### EXERCISE INSTRUCTIONS
Express the lines below, from the line containing "Each instance of the overcast" through the line containing "[(75, 181)]", inclusive, as a two-column CSV with the columns text and answer, using one row per answer. Put each field in quotation marks and replace any line breaks inside a field with spaces.

### Named-object pointing lines
━━━━━━━━━━━━━━━━━━━━
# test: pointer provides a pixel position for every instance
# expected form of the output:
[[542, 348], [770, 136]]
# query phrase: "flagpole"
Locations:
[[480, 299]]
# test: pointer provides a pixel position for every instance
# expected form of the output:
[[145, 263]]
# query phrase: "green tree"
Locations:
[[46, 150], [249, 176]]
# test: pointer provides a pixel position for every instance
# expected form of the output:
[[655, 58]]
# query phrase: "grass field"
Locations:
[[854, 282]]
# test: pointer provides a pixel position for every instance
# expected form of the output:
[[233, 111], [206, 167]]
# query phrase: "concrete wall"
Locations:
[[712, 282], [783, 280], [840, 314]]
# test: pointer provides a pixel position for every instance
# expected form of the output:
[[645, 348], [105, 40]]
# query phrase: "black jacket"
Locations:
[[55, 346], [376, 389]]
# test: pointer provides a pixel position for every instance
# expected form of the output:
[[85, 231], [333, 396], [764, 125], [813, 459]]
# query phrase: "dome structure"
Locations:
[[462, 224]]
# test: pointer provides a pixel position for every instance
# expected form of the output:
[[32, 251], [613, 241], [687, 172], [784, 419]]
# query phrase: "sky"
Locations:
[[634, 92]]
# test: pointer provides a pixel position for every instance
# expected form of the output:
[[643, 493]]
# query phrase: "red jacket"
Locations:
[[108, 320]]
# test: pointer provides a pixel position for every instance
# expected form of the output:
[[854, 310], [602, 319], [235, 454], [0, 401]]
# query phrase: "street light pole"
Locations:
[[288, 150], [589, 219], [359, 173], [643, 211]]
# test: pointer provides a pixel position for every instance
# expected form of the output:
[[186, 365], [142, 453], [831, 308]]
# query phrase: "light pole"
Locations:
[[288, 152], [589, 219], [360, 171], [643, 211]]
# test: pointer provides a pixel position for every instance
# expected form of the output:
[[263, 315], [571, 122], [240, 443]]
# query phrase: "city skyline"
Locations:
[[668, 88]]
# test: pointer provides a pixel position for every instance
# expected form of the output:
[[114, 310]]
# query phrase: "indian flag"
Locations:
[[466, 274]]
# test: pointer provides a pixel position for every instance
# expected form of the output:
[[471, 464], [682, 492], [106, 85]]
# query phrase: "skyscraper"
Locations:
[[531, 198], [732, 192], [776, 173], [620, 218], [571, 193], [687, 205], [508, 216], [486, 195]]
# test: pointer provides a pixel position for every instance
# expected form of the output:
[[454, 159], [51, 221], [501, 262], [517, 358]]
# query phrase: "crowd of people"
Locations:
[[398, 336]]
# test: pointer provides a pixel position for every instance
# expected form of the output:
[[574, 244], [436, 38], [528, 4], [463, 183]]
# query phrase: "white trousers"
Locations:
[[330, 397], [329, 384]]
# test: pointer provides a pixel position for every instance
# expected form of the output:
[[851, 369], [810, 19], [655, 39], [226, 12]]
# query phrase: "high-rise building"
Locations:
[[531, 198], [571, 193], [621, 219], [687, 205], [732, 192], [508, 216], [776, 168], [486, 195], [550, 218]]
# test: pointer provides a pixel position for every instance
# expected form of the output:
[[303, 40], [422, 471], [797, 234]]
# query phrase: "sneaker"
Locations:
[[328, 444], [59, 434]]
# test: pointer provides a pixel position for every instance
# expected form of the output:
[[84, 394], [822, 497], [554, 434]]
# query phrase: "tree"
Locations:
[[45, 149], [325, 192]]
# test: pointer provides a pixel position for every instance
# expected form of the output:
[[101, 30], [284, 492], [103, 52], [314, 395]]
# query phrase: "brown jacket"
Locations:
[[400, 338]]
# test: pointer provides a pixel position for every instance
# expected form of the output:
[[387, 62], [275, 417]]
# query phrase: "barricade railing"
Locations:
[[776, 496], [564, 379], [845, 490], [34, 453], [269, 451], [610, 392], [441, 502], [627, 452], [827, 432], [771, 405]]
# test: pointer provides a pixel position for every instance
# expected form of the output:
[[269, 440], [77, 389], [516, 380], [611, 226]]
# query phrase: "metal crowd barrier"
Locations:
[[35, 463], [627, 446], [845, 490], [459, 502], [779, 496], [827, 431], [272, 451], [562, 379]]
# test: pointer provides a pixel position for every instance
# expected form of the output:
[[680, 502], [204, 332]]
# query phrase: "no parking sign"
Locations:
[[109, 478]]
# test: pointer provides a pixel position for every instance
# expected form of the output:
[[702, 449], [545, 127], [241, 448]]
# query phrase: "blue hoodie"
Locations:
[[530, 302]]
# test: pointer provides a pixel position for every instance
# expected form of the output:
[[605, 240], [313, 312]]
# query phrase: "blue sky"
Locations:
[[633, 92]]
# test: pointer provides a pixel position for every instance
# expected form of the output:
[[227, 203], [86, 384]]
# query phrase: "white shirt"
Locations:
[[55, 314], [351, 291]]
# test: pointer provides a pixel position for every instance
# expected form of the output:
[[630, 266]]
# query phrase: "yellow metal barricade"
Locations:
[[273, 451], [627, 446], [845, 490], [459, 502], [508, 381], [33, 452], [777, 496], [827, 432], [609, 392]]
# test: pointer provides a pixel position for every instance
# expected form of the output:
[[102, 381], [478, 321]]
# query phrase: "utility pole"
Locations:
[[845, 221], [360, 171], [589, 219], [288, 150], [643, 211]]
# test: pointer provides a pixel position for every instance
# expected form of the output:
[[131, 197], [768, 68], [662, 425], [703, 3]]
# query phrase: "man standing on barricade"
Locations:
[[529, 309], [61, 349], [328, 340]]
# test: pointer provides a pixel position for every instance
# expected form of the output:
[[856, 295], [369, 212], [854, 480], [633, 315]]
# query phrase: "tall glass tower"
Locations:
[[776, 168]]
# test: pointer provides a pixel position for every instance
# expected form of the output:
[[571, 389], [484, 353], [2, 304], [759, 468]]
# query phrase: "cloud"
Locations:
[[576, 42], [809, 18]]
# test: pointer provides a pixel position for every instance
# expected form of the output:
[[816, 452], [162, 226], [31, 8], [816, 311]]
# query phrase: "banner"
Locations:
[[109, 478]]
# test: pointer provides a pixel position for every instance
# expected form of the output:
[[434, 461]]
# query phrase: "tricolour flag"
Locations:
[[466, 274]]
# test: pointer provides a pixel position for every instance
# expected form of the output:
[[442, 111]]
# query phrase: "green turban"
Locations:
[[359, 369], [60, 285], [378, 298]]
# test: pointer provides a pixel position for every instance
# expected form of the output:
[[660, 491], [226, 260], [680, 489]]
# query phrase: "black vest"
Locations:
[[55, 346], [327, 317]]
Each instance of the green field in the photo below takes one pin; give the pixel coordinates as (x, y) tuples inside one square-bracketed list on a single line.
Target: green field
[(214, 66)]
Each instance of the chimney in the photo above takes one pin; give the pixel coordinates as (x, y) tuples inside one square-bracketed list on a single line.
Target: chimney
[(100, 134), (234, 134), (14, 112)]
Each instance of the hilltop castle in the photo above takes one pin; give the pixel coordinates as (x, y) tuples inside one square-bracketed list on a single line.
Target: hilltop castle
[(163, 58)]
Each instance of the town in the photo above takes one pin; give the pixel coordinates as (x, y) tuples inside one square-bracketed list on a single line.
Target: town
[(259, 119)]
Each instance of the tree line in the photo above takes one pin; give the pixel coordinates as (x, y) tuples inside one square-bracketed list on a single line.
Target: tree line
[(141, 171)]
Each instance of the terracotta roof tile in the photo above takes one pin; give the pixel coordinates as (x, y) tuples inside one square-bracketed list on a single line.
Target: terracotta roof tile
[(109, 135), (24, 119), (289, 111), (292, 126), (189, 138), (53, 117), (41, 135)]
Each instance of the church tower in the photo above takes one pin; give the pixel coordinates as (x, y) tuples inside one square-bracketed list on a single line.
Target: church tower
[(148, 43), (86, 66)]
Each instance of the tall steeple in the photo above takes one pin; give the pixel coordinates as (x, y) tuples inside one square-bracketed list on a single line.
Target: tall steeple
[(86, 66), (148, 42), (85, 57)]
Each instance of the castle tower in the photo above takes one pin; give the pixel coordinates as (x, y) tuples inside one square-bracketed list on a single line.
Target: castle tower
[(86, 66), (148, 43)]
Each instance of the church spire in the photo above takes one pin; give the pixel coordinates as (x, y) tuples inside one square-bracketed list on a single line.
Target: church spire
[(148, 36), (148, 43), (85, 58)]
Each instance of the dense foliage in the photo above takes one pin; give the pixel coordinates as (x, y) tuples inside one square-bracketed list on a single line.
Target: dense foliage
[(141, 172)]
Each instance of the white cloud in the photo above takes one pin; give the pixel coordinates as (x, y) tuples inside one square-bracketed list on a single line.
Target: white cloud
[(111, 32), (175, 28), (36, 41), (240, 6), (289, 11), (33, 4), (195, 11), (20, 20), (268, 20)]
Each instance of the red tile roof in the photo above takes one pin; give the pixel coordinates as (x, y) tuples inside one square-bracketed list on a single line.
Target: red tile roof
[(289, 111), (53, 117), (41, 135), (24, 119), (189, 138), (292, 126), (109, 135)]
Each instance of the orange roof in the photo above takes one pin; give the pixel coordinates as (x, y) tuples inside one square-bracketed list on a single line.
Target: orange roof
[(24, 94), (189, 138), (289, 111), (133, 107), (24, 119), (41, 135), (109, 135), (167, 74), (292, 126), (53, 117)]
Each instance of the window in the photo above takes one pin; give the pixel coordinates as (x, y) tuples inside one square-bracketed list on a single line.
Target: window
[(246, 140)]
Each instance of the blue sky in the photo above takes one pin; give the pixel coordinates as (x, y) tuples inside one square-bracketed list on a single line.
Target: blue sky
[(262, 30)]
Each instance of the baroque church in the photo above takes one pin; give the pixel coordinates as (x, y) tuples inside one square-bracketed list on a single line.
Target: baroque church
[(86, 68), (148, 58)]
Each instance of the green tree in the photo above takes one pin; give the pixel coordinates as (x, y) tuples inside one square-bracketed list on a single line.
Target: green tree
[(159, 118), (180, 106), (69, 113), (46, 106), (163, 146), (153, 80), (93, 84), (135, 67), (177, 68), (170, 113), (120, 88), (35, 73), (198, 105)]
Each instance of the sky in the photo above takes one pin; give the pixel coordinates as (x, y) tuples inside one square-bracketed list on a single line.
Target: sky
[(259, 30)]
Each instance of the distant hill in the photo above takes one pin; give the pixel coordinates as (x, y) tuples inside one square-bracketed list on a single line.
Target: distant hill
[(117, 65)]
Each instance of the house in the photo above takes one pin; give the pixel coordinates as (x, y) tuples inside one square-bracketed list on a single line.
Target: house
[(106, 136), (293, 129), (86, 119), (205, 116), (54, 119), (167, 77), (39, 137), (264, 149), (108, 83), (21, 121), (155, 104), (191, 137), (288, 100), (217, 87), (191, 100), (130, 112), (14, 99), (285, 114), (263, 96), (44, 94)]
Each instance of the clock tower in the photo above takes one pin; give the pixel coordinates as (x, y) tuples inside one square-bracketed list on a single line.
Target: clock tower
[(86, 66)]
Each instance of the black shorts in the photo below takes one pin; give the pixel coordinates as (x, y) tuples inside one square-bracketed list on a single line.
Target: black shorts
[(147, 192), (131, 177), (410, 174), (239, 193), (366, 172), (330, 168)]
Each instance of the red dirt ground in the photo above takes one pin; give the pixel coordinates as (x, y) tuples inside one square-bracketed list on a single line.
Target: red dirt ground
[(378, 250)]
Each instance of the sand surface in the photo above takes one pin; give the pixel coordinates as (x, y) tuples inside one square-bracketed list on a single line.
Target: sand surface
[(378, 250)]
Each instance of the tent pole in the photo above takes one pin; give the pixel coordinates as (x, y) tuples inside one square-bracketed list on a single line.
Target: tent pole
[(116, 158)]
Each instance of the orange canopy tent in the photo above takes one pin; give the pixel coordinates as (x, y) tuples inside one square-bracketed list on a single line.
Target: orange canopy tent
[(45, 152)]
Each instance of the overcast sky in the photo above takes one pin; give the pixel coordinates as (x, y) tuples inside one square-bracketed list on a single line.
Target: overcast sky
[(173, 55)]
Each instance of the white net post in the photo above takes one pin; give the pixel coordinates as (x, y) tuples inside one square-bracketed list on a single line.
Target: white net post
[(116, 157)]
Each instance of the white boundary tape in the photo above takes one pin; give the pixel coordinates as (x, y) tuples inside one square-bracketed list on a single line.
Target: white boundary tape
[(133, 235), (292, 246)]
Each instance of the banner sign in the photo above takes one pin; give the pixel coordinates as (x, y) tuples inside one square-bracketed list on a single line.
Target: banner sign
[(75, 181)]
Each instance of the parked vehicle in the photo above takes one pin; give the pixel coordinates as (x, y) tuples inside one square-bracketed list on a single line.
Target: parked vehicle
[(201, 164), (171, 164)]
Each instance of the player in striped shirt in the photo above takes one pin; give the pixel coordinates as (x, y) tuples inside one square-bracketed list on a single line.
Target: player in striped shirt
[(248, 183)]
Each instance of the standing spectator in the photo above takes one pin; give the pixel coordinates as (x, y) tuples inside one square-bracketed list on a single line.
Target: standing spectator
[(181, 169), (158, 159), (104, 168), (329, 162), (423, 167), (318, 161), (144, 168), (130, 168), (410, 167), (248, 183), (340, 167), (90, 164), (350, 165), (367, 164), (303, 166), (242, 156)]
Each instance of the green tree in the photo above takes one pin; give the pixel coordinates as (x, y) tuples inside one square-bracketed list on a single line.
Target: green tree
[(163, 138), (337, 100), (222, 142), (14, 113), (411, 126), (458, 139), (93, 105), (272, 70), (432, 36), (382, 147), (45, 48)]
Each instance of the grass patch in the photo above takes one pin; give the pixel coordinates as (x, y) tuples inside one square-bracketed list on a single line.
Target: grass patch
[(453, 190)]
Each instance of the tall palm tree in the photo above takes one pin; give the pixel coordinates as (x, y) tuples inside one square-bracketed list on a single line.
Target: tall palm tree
━━━━━━━━━━━━━━━━━━━━
### RESPONSE TO THE EXERCISE
text,answer
"Each instance of the overcast sky in the photo above takes one pin; give the pixel coordinates as (x, y) tuples inside one square-bracketed list on a single line. Target: overcast sky","[(173, 55)]"
"Each instance of the white net post in the photo above takes one pin; give the pixel coordinates as (x, y) tuples inside one square-bracketed list on a single line. Target: white net post","[(116, 157)]"
"Each instance of the white boundary tape in the photo above takes one pin; give the pixel coordinates as (x, y) tuples inside one square-bracketed list on a single line. Target: white boundary tape","[(133, 235), (292, 246)]"
"Each instance of the banner sign in the photo above takes one pin; give the pixel coordinates as (x, y) tuples inside one square-bracketed list on a single line. Target: banner sign","[(75, 181)]"